# [PROBLEM TO SOLVE]
Only the lines that hold the word "with" are wanted from this listing.

# [PROVIDED DATA]
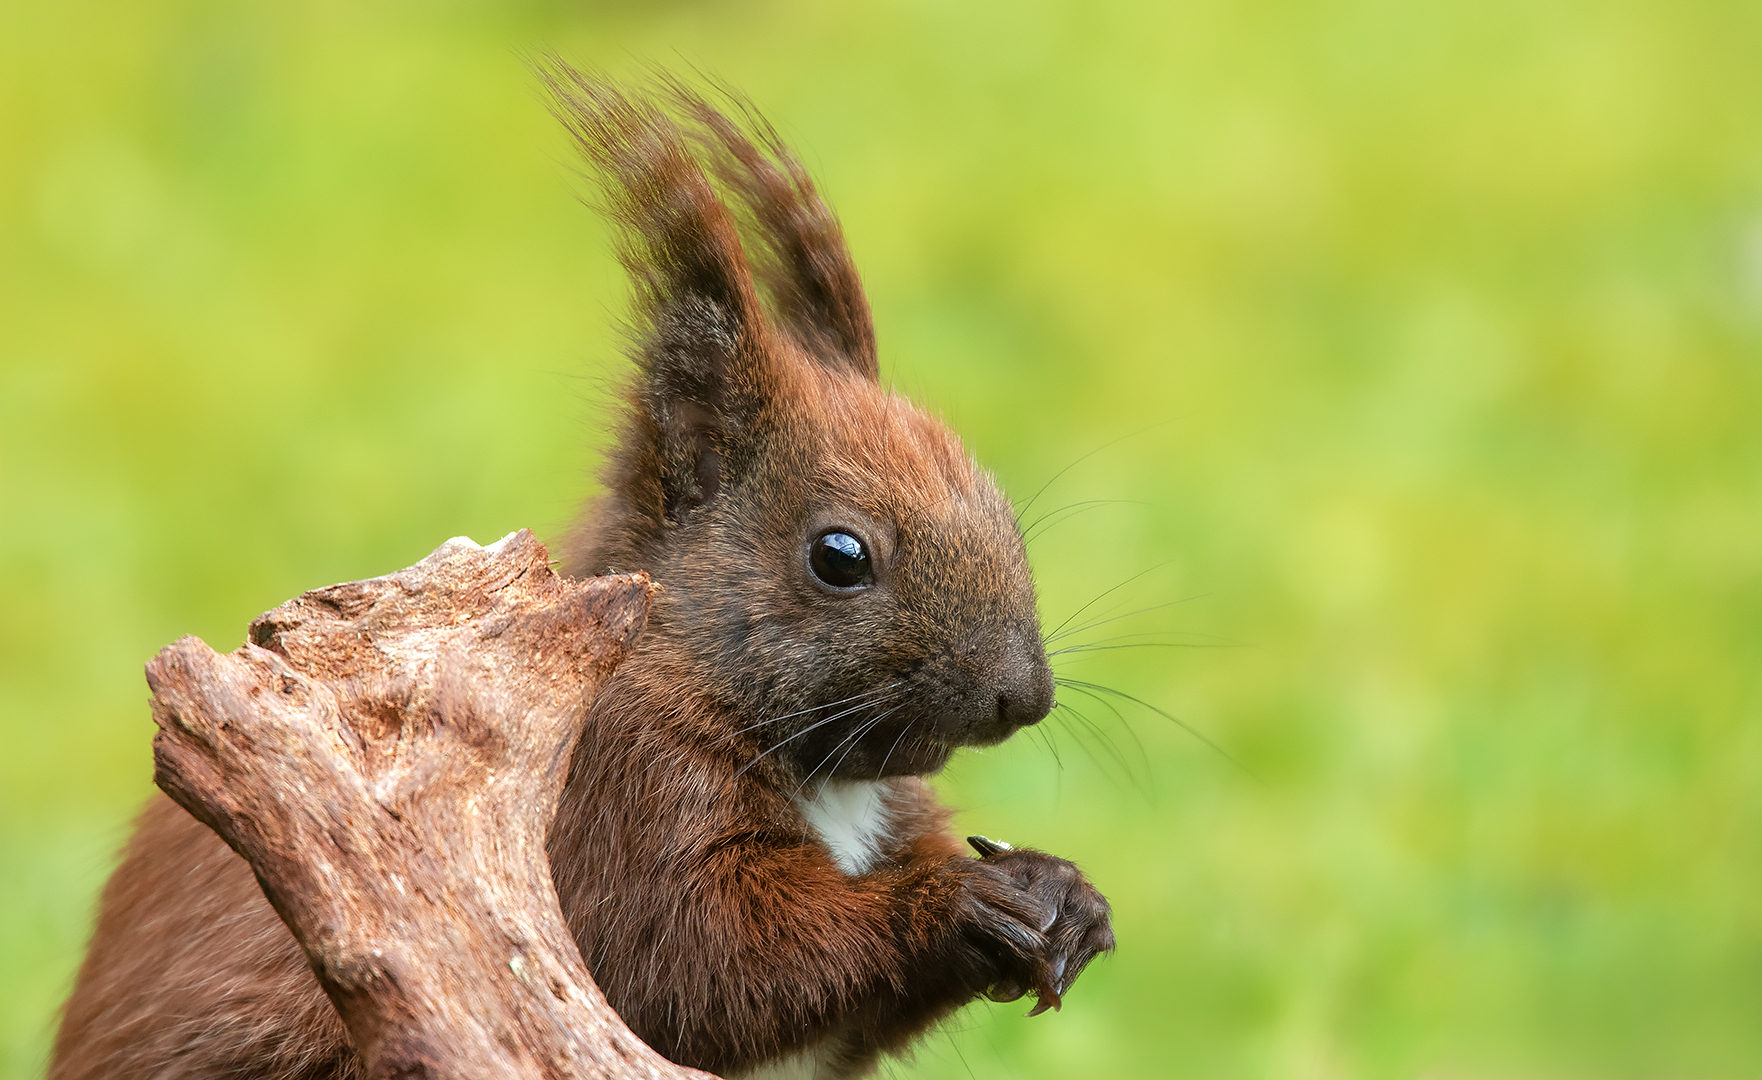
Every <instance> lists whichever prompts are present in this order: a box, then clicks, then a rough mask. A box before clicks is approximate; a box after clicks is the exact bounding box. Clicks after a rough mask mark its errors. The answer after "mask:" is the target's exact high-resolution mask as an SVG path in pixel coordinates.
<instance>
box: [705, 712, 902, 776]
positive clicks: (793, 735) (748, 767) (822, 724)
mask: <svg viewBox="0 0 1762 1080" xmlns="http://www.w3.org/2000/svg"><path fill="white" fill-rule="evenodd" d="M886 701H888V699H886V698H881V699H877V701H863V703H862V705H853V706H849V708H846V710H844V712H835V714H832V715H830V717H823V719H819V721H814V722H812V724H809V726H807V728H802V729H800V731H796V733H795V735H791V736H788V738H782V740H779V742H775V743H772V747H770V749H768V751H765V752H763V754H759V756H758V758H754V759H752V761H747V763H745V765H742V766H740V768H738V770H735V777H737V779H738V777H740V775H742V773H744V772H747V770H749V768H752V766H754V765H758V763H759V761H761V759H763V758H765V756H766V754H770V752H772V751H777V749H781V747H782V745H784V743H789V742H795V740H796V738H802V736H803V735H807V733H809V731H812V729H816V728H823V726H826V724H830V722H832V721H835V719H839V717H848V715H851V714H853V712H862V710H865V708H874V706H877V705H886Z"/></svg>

---

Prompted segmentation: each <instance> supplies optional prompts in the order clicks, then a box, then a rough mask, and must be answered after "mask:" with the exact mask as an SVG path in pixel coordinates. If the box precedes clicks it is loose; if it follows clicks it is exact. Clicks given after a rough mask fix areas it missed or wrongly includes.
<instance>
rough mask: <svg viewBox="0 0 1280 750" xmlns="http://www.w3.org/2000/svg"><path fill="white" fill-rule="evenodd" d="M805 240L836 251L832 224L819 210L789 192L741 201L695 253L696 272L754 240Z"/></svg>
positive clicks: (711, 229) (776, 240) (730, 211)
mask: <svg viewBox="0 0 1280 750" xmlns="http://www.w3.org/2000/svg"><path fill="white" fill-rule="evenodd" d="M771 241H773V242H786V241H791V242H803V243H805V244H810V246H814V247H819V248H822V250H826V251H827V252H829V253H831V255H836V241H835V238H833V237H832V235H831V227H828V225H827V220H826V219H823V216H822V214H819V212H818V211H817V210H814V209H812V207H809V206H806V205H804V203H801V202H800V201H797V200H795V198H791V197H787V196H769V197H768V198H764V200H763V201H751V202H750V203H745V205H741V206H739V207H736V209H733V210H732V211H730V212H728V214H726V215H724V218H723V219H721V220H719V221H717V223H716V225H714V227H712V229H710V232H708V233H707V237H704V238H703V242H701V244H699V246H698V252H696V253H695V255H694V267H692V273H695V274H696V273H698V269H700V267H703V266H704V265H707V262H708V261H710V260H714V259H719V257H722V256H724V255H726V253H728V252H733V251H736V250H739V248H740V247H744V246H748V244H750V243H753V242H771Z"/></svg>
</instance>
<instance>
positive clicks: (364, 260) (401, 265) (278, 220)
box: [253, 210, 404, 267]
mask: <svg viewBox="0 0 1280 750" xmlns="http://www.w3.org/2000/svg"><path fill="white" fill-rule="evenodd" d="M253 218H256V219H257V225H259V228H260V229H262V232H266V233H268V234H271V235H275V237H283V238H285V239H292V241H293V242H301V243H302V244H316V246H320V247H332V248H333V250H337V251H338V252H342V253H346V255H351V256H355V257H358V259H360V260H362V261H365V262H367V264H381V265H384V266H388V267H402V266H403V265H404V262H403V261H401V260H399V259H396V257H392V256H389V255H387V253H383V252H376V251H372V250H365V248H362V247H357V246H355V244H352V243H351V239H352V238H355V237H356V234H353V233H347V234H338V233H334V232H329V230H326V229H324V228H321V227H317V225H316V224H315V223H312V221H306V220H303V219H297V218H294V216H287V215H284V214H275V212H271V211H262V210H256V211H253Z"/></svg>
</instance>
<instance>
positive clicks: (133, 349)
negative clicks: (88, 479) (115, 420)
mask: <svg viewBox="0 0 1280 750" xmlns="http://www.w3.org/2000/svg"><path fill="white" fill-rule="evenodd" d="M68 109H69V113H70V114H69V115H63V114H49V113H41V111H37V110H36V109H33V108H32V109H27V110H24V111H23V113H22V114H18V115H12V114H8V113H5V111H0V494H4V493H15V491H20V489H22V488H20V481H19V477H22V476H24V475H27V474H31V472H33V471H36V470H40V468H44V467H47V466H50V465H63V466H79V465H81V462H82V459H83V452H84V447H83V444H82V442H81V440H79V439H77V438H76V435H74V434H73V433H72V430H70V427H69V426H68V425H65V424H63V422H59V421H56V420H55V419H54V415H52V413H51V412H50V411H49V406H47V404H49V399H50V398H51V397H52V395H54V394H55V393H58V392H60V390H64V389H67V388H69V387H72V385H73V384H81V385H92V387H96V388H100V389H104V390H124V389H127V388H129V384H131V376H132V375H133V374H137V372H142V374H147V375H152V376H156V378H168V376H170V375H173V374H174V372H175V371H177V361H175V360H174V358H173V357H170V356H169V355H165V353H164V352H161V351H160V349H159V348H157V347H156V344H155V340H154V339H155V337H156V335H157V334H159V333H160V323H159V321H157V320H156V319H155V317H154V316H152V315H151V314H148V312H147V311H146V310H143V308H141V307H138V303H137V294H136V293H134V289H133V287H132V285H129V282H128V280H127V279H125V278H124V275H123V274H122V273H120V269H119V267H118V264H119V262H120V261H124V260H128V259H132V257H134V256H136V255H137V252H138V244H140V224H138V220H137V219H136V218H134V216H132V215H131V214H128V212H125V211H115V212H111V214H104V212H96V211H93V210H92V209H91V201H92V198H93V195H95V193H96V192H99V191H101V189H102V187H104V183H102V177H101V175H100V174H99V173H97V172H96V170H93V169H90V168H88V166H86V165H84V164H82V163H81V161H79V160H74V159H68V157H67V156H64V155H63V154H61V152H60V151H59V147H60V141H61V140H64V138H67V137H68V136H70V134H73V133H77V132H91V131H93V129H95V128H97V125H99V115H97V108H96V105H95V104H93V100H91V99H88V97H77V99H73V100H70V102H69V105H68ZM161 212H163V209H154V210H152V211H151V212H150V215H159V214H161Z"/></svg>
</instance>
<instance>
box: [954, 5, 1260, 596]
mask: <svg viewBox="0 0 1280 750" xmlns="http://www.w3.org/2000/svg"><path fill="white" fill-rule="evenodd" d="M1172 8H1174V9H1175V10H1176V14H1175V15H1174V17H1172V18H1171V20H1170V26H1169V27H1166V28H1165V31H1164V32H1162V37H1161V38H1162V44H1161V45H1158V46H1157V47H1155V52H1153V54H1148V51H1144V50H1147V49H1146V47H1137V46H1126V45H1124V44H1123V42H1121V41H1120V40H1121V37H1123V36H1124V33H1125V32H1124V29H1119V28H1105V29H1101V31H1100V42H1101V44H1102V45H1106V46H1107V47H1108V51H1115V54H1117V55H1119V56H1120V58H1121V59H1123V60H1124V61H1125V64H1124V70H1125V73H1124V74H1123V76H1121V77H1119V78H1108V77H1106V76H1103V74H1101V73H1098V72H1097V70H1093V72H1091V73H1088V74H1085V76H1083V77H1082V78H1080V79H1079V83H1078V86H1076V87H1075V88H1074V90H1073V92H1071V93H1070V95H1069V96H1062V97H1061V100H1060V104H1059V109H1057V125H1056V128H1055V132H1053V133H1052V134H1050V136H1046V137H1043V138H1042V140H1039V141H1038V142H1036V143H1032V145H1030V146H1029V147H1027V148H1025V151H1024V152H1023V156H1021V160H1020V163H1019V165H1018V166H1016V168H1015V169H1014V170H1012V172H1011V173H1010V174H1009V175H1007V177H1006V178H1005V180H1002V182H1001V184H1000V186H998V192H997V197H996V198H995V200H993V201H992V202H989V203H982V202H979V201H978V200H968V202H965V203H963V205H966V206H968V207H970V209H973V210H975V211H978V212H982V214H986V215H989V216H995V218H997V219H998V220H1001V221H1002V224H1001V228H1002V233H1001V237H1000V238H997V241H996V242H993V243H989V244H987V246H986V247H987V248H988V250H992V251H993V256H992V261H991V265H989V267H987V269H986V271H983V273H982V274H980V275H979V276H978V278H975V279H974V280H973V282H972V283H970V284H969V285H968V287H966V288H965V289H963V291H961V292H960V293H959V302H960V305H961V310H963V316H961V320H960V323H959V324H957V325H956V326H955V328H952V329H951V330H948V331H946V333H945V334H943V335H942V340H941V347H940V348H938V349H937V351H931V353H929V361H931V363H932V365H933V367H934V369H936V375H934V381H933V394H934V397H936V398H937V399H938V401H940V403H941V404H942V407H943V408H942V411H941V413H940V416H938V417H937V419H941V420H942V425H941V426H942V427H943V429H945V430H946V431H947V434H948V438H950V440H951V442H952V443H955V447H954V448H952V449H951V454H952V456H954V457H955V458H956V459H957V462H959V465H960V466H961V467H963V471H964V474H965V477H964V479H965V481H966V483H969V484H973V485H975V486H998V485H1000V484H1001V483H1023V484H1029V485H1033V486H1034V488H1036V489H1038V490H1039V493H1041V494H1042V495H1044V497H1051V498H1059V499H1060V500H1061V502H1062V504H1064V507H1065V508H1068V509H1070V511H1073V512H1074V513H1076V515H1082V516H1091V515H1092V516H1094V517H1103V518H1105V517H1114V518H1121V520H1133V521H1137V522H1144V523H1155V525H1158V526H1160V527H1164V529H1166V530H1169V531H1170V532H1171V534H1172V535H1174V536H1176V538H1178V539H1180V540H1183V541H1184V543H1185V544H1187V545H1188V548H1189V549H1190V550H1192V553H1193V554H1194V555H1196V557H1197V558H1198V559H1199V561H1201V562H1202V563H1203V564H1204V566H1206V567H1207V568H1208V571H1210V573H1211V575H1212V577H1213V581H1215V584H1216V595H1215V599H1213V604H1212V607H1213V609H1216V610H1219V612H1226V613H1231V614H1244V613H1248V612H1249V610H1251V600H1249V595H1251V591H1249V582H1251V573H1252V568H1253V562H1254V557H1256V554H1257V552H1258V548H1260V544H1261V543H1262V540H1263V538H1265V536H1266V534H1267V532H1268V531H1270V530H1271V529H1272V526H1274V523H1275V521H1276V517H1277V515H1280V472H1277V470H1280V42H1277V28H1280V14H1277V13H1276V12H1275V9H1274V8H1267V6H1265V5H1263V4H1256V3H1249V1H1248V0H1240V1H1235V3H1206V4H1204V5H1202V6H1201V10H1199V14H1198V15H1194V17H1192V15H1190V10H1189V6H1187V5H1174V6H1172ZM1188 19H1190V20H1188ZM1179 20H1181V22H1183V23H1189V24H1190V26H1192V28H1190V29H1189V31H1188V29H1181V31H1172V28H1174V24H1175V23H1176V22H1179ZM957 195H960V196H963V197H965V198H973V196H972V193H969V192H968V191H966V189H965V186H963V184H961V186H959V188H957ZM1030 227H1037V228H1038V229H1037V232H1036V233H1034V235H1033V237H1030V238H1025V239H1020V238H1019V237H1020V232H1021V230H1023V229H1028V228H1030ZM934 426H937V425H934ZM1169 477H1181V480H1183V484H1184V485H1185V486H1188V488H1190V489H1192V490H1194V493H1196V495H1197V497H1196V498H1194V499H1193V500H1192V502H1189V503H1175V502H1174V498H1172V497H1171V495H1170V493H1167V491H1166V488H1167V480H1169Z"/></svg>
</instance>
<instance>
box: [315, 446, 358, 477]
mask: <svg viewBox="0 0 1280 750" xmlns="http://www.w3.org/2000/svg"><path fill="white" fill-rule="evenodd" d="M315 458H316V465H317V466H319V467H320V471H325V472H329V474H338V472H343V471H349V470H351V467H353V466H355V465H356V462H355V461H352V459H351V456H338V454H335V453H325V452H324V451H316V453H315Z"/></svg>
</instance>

==

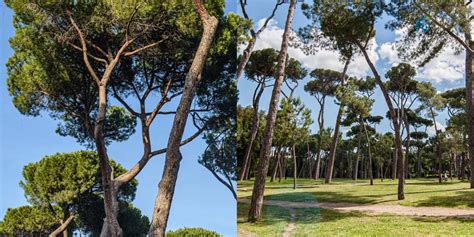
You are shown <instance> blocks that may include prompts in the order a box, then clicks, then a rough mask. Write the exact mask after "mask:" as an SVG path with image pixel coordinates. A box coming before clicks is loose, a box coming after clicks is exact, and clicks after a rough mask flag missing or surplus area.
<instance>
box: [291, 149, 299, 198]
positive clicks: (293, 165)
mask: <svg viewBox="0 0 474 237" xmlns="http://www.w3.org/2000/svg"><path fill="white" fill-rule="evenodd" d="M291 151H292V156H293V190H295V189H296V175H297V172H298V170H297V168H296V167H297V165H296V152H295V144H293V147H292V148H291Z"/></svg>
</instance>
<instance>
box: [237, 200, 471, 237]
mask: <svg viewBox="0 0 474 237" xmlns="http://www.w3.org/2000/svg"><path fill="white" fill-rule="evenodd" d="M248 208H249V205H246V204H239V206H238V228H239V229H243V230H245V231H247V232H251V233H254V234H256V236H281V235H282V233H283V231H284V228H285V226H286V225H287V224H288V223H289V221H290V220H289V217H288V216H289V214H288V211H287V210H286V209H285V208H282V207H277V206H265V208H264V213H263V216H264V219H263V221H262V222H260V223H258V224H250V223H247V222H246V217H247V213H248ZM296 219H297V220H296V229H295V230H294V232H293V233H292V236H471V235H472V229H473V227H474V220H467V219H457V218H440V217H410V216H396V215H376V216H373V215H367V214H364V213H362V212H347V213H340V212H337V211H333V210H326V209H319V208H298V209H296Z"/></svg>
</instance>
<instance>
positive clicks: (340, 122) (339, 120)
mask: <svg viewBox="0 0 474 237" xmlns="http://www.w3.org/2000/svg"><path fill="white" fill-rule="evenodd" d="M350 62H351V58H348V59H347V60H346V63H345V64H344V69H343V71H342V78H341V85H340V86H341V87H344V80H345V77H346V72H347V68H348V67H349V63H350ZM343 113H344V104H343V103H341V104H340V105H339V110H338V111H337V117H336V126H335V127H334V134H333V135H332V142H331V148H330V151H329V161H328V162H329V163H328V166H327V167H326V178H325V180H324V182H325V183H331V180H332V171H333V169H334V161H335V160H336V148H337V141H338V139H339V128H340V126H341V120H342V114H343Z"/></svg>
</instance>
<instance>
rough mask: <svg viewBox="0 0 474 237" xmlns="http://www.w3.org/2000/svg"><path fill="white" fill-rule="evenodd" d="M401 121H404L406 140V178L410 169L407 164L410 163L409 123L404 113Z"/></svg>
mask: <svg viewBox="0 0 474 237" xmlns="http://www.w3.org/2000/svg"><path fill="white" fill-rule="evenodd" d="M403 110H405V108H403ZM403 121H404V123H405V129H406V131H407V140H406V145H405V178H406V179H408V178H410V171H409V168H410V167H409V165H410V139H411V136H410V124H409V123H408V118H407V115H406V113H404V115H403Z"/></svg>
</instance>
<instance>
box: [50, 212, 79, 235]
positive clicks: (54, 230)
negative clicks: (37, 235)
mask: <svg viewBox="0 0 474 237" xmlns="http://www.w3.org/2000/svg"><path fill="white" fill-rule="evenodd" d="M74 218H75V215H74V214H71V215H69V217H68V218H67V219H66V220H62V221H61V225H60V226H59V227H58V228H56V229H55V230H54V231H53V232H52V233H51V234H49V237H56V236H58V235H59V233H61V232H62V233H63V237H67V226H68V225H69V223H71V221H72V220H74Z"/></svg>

# [PROBLEM SOLUTION]
Prompted segmentation: each <instance> supplies optional prompts in the order clicks, then a box, then a rough mask, and must be answered after "mask:" with the exact mask as an SVG path in pixel coordinates. If the box precedes clicks it is loose; if it follows clicks it is exact. Clicks given after a rough mask fix areas it missed or wrongly includes.
You are shown <instance> blocks that may include prompts in the order a box, then clicks, then a rough mask. Write the exact mask after "mask:" as an SVG path with image pixel coordinates. A box coming before clicks is loose, a box coming after clicks is exact, and clicks after a rough mask flag missing or surplus area.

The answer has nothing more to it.